Raw data

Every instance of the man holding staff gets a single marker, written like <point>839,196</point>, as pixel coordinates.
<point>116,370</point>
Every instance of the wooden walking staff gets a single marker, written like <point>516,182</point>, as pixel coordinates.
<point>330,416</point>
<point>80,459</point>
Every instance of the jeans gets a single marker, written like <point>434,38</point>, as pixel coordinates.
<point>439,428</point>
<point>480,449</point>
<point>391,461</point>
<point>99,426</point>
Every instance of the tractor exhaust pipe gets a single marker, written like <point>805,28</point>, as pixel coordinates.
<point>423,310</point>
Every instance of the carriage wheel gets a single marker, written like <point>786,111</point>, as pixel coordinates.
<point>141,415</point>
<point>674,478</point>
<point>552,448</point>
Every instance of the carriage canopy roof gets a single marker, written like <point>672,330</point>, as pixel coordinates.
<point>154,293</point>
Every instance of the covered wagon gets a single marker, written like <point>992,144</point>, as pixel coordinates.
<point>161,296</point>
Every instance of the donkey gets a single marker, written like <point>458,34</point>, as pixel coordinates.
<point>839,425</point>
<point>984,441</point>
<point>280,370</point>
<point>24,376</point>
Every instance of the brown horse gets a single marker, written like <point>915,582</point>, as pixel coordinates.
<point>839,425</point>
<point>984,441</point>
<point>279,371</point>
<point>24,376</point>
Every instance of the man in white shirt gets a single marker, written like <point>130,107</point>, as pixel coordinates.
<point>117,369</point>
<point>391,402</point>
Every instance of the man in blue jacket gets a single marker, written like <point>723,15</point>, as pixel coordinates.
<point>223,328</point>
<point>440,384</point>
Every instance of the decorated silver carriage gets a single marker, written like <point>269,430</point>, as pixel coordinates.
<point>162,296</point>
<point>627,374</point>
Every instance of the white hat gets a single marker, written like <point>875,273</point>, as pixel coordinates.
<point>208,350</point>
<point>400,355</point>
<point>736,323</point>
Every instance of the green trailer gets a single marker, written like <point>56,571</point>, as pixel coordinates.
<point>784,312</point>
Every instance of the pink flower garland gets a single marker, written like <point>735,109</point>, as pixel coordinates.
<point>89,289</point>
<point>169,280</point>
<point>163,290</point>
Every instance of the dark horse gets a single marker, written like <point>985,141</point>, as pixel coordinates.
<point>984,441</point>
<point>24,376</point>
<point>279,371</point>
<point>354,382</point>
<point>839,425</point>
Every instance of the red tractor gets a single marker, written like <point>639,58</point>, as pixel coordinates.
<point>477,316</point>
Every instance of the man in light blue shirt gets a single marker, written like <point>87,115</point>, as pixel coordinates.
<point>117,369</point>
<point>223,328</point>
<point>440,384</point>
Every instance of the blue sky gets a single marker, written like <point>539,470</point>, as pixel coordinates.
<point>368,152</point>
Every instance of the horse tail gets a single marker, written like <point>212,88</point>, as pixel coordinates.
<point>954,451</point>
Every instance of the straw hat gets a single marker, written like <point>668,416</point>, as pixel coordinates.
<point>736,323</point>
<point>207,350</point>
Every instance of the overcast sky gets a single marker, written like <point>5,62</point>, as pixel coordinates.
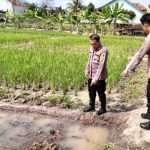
<point>97,3</point>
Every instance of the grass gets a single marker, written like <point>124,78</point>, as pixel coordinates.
<point>56,59</point>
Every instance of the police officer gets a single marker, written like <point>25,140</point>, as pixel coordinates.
<point>96,72</point>
<point>145,49</point>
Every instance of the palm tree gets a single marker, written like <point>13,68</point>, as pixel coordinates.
<point>18,18</point>
<point>114,14</point>
<point>75,6</point>
<point>5,17</point>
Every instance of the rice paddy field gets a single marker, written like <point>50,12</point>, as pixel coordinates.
<point>56,60</point>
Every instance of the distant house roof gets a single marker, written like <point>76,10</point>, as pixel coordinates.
<point>17,3</point>
<point>136,5</point>
<point>139,6</point>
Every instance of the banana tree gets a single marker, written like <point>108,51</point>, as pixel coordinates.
<point>114,14</point>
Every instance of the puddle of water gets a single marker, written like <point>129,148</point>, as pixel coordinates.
<point>87,138</point>
<point>15,128</point>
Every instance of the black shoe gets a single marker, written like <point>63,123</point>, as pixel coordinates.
<point>90,108</point>
<point>145,115</point>
<point>101,111</point>
<point>145,125</point>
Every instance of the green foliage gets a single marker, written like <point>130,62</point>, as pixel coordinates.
<point>56,59</point>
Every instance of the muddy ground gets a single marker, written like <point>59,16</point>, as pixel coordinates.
<point>125,102</point>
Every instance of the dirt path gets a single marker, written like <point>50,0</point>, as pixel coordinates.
<point>124,105</point>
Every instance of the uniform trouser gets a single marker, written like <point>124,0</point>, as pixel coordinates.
<point>100,88</point>
<point>148,96</point>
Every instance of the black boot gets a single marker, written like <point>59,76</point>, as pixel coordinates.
<point>88,109</point>
<point>102,110</point>
<point>145,115</point>
<point>145,125</point>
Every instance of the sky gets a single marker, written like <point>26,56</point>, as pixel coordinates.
<point>97,3</point>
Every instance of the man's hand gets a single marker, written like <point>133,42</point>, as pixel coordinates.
<point>93,83</point>
<point>86,75</point>
<point>124,73</point>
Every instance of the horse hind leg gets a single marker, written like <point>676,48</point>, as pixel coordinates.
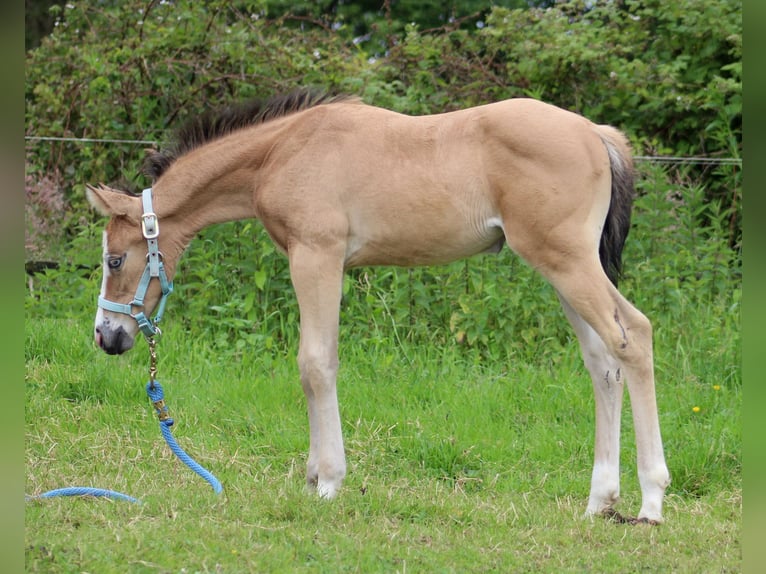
<point>608,390</point>
<point>627,336</point>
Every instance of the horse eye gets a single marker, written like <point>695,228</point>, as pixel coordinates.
<point>114,263</point>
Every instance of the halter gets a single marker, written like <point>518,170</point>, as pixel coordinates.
<point>154,268</point>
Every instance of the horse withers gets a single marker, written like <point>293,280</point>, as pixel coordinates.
<point>340,184</point>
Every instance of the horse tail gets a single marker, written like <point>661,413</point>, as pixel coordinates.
<point>617,222</point>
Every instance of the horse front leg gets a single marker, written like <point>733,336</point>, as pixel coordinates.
<point>317,277</point>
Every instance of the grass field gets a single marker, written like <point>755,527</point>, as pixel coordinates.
<point>454,465</point>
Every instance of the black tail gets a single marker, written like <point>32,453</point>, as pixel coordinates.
<point>617,222</point>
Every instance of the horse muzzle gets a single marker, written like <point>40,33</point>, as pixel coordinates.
<point>113,341</point>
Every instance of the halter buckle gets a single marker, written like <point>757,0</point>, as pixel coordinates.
<point>150,227</point>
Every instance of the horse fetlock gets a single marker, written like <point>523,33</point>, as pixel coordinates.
<point>653,485</point>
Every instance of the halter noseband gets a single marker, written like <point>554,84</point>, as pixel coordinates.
<point>154,268</point>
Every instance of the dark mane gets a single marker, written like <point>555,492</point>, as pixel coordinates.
<point>218,123</point>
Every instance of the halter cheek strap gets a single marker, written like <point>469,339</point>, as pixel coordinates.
<point>154,268</point>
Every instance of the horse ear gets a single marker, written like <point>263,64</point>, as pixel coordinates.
<point>111,202</point>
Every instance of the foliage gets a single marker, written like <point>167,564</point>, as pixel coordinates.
<point>478,338</point>
<point>131,70</point>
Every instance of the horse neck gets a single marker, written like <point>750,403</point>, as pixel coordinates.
<point>214,183</point>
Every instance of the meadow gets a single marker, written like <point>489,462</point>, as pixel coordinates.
<point>469,441</point>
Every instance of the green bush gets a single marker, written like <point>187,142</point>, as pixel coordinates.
<point>667,74</point>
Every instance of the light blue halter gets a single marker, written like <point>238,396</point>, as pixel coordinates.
<point>154,268</point>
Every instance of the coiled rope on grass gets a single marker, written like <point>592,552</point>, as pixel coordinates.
<point>157,396</point>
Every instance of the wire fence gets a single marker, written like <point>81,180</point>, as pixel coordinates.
<point>664,159</point>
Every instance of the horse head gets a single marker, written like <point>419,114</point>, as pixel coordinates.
<point>135,281</point>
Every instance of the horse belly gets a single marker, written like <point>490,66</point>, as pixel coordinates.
<point>414,239</point>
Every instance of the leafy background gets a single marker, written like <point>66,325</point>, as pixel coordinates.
<point>668,74</point>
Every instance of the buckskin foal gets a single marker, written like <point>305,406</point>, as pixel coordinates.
<point>340,184</point>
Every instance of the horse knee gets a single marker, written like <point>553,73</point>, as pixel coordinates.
<point>630,338</point>
<point>318,369</point>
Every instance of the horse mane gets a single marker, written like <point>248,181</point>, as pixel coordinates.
<point>214,124</point>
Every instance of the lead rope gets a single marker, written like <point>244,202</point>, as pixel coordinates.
<point>157,396</point>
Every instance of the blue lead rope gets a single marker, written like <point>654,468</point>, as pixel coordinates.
<point>157,396</point>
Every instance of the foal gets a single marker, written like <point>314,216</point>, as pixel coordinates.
<point>340,184</point>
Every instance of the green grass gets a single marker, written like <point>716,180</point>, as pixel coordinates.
<point>454,465</point>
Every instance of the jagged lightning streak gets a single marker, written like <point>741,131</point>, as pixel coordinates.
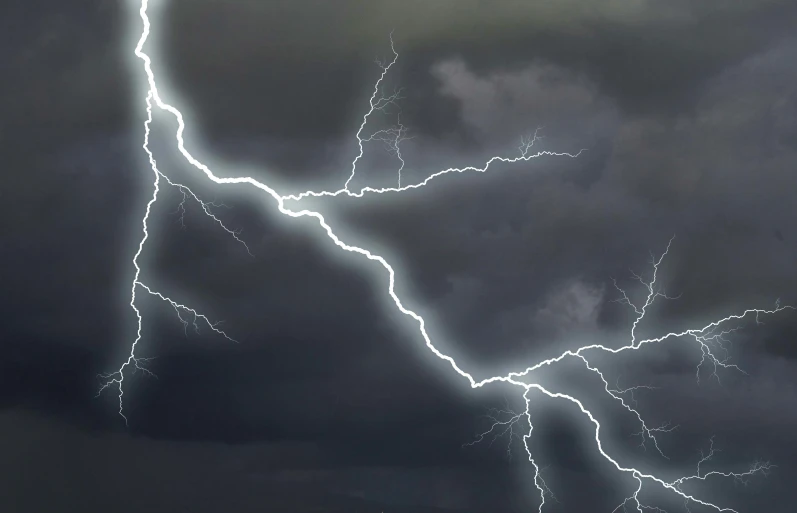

Work required
Your answer must be only the lines from the one that holds "Every instance of the foal" to the end of the listing, each restated word for word, with both ends kept and pictures left out.

Output of the exercise
Every instance of the foal gets a single marker, written like <point>314,216</point>, as pixel coordinates.
<point>340,184</point>
Every instance of the green grass gets a single marker, written like <point>716,180</point>, as pixel coordinates.
<point>454,465</point>
Every instance of the jagged lightning streak gets a single marker, written like <point>741,131</point>, as pixel coordinates.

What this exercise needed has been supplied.